**SUPPLIED PASSAGE:**
☆ ☆ ☆ ☆

Suspect in Gilpin slay deflects blame
Tries to pin girl’s death on Henry Meinholz
More than three decades after Col. Kerry Gilpin’s 15-year-old sister was brutally murdered, the state’s top trooper sat in a courtroom and listened as an elaborate tale was laid out blaming the killing on a notorious Bay State child killer.
Michael Hand, a portly, bespectacled man who lived near the Gilpins’ Kingston home when Tracy Gilpin was murdered in 1986, confessed to inadvertantly dropping a 73-pound rock on the teen’s head and said the girl had kissed him and made sexual advances by rubbing his upper leg in his bedroom, according to an affidavit filed in court.
“Mr. Hand stated he did not have any further physical contact with Tracy because he was embarrassed of his uncircumcised penis and Tracy would laugh at him,” the affidavit said.

☆ ☆ ☆ ☆

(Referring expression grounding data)

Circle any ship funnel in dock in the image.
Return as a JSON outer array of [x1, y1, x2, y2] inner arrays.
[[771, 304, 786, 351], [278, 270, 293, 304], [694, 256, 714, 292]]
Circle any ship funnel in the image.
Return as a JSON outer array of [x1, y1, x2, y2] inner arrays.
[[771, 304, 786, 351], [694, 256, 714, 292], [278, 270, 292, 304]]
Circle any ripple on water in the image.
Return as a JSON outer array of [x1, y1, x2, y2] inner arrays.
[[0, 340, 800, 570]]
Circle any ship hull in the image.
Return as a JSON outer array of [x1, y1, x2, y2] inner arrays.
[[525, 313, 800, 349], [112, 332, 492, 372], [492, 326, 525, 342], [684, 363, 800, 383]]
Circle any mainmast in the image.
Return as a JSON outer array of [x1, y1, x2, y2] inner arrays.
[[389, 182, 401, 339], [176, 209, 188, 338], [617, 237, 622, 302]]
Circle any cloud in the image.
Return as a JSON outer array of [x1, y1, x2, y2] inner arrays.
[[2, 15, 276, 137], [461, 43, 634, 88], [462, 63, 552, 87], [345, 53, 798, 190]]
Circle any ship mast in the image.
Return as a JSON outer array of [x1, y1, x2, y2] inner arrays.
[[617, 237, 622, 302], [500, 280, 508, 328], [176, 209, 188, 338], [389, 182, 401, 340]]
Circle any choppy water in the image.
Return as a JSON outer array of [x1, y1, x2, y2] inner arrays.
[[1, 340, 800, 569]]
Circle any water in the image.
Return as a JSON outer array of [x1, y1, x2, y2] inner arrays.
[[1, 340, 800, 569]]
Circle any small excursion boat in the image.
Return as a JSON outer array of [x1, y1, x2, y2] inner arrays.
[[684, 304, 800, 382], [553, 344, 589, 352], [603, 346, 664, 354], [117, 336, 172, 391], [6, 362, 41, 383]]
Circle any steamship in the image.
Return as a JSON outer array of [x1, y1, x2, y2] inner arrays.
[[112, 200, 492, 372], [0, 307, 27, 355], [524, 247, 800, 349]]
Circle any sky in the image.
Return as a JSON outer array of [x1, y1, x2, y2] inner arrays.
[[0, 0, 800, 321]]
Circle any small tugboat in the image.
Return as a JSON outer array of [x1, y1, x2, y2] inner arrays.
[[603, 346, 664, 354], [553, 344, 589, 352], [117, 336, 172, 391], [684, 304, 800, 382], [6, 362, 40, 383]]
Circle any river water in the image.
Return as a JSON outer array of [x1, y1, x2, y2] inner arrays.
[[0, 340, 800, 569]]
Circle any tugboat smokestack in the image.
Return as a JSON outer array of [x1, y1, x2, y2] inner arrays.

☆ ☆ ☆ ☆

**QUESTIONS TO ANSWER:**
a - From the Gilpin murder article, write out the portion starting with "Suspect in Gilpin" and going on through "filed in court.".
b - Translate this sentence from the Gilpin murder article into Spanish: "More than three decades after Col. Kerry Gilpin’s 15-year-old sister was brutally murdered, the state’s top trooper sat in a courtroom and listened as an elaborate tale was laid out blaming the killing on a notorious Bay State child killer."

**EXERCISE ANSWERS:**
a -
Suspect in Gilpin slay deflects blame
Tries to pin girl’s death on Henry Meinholz
More than three decades after Col. Kerry Gilpin’s 15-year-old sister was brutally murdered, the state’s top trooper sat in a courtroom and listened as an elaborate tale was laid out blaming the killing on a notorious Bay State child killer.
Michael Hand, a portly, bespectacled man who lived near the Gilpins’ Kingston home when Tracy Gilpin was murdered in 1986, confessed to inadvertantly dropping a 73-pound rock on the teen’s head and said the girl had kissed him and made sexual advances by rubbing his upper leg in his bedroom, according to an affidavit filed in court.

b - Más de tres décadas después de que la hermana de 15 años de Kerry Gilpin, coronel, fuera brutalmente asesinada, la máxima autoridad de la policía estatal se sentó en una sala de tribunal y escuchó mientras se exponía un elaborado relato que atribuía el asesinato a un notorio asesino de niños de Bay State.